(Work to do): Rewrite the records starting with the line containing "Q: Point out the hiker" and going on through the line containing "x=179 y=159", changing "hazy mountain ridge" to "distant mountain ridge" and leaving everything else as it is.

# Start of Material

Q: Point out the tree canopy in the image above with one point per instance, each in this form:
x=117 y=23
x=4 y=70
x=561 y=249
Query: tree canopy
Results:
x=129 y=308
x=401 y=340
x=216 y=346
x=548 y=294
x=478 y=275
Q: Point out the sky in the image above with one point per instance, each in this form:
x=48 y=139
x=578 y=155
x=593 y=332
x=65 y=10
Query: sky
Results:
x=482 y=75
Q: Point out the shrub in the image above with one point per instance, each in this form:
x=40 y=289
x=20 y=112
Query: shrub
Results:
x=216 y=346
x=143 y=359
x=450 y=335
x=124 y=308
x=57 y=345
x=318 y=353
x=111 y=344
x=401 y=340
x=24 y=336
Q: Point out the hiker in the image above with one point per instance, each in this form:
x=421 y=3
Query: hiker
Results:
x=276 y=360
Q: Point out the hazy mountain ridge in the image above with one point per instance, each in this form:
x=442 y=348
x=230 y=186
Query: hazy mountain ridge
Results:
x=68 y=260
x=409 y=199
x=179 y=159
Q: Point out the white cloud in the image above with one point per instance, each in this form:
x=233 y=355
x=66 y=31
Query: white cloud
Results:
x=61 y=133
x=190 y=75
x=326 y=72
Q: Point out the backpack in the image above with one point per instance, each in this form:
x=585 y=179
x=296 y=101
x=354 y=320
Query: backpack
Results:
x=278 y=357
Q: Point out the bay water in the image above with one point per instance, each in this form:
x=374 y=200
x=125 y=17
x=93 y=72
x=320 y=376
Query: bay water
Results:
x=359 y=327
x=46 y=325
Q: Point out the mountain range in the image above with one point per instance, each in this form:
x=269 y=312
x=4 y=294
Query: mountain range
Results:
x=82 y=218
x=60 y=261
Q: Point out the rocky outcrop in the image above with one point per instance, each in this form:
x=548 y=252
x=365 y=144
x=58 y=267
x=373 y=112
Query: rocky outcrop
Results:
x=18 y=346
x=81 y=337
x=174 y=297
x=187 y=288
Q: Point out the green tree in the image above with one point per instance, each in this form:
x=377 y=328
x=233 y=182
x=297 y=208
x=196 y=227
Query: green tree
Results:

# End of Material

(Result of the exercise):
Q: Point out the hiker in the image above with one point per instance, each in this form:
x=421 y=3
Query: hiker
Results:
x=276 y=360
Q: Point out the distant mountain ridge in the image above with one point per instance, each in this form:
x=442 y=348
x=230 y=186
Query: distant mountain ridge
Results:
x=68 y=260
x=409 y=199
x=179 y=159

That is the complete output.